*** The data ***
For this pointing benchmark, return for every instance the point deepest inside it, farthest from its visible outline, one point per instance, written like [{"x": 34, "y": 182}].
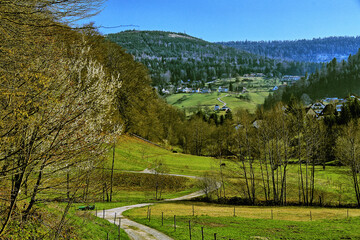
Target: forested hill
[
  {"x": 175, "y": 57},
  {"x": 315, "y": 50},
  {"x": 335, "y": 79}
]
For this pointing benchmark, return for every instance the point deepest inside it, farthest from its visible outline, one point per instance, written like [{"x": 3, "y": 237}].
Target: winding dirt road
[{"x": 137, "y": 231}]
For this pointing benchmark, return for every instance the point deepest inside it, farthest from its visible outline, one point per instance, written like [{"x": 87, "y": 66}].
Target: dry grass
[{"x": 278, "y": 213}]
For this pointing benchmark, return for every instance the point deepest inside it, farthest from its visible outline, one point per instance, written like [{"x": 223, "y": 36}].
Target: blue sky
[{"x": 231, "y": 20}]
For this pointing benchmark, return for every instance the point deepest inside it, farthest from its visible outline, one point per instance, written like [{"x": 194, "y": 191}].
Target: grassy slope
[
  {"x": 259, "y": 89},
  {"x": 332, "y": 184},
  {"x": 251, "y": 222},
  {"x": 133, "y": 154}
]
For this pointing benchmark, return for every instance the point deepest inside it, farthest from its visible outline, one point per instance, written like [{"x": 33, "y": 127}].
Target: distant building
[
  {"x": 290, "y": 79},
  {"x": 275, "y": 88}
]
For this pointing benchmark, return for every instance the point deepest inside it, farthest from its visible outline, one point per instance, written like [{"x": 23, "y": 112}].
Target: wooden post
[
  {"x": 190, "y": 229},
  {"x": 149, "y": 214},
  {"x": 119, "y": 228},
  {"x": 174, "y": 222}
]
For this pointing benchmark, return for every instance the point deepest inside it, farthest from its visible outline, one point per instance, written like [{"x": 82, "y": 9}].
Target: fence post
[
  {"x": 190, "y": 229},
  {"x": 119, "y": 228},
  {"x": 174, "y": 222}
]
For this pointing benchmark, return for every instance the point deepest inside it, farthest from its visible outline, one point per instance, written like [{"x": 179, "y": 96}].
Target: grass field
[
  {"x": 133, "y": 154},
  {"x": 251, "y": 222},
  {"x": 333, "y": 184}
]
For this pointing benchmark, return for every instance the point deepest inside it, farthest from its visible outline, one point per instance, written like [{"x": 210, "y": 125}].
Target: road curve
[{"x": 137, "y": 231}]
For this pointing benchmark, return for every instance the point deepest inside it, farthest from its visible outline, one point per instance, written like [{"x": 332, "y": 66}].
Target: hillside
[
  {"x": 176, "y": 59},
  {"x": 335, "y": 79},
  {"x": 315, "y": 50}
]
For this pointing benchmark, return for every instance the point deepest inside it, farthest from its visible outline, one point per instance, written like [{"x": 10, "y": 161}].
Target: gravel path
[
  {"x": 219, "y": 99},
  {"x": 137, "y": 231}
]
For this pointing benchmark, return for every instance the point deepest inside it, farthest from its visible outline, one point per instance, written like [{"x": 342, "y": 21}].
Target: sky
[{"x": 234, "y": 20}]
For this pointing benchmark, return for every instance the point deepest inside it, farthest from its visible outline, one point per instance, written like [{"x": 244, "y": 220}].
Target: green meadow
[
  {"x": 258, "y": 88},
  {"x": 250, "y": 222}
]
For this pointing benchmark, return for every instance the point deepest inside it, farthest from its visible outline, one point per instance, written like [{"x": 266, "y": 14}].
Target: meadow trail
[
  {"x": 137, "y": 231},
  {"x": 219, "y": 99}
]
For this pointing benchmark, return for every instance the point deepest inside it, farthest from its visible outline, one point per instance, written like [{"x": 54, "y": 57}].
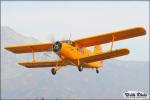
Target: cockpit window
[{"x": 67, "y": 41}]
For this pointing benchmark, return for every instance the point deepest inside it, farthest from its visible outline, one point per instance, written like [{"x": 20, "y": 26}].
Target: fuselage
[{"x": 70, "y": 53}]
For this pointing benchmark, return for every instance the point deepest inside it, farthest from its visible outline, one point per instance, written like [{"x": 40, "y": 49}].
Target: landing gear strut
[
  {"x": 80, "y": 68},
  {"x": 53, "y": 70},
  {"x": 97, "y": 71}
]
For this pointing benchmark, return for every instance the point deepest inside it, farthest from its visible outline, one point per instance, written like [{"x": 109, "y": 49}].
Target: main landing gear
[
  {"x": 97, "y": 71},
  {"x": 53, "y": 70},
  {"x": 80, "y": 68}
]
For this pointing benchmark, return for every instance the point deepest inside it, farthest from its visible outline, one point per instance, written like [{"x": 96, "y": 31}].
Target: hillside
[{"x": 114, "y": 78}]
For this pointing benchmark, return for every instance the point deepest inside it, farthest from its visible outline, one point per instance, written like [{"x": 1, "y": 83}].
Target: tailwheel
[
  {"x": 53, "y": 70},
  {"x": 80, "y": 68},
  {"x": 97, "y": 71}
]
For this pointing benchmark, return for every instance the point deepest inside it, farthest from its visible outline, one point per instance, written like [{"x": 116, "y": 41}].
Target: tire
[
  {"x": 80, "y": 68},
  {"x": 53, "y": 71},
  {"x": 97, "y": 71}
]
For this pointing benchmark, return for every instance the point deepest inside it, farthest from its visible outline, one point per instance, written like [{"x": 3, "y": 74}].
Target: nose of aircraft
[{"x": 57, "y": 46}]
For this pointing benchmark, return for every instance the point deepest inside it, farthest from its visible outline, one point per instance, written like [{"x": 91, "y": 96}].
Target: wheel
[
  {"x": 80, "y": 68},
  {"x": 97, "y": 71},
  {"x": 53, "y": 71}
]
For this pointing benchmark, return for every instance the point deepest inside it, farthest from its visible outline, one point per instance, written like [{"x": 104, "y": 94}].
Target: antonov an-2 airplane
[{"x": 75, "y": 52}]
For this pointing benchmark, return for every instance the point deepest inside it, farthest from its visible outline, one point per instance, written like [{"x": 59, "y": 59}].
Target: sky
[{"x": 56, "y": 20}]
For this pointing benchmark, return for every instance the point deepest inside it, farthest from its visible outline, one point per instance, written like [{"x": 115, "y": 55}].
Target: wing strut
[
  {"x": 33, "y": 55},
  {"x": 113, "y": 39}
]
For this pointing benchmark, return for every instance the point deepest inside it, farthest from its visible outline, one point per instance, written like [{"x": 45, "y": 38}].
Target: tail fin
[{"x": 98, "y": 50}]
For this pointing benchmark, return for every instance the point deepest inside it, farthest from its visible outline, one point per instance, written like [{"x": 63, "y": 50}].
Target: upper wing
[
  {"x": 44, "y": 63},
  {"x": 106, "y": 38},
  {"x": 30, "y": 48},
  {"x": 105, "y": 55}
]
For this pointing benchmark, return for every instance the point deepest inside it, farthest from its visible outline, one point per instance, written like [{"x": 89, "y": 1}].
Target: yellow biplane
[{"x": 75, "y": 52}]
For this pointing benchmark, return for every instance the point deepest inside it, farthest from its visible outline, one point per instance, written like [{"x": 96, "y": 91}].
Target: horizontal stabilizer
[
  {"x": 30, "y": 48},
  {"x": 44, "y": 63},
  {"x": 105, "y": 55}
]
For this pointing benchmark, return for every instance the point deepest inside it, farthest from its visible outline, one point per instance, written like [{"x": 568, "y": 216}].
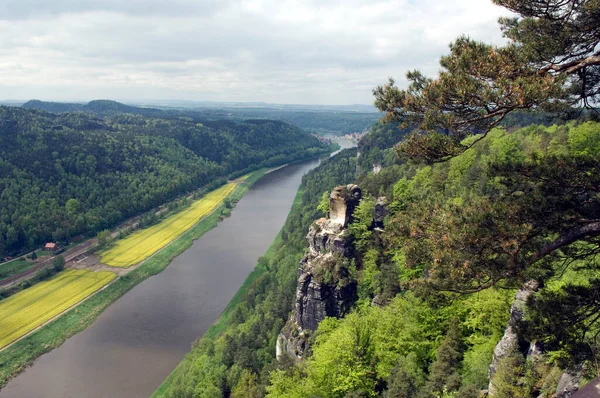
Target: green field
[
  {"x": 144, "y": 243},
  {"x": 25, "y": 311},
  {"x": 14, "y": 268}
]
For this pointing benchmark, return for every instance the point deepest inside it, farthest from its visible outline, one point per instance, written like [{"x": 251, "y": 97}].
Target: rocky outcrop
[
  {"x": 342, "y": 202},
  {"x": 381, "y": 210},
  {"x": 325, "y": 288},
  {"x": 511, "y": 340}
]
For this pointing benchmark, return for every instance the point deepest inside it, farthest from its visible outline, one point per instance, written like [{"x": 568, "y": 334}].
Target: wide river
[{"x": 139, "y": 339}]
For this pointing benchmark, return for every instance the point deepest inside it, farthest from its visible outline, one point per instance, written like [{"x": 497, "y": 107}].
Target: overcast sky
[{"x": 278, "y": 51}]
***
• Written problem: How many lines in the records above contain the string "post", with case counting? Give only the number.

• Complete output: 2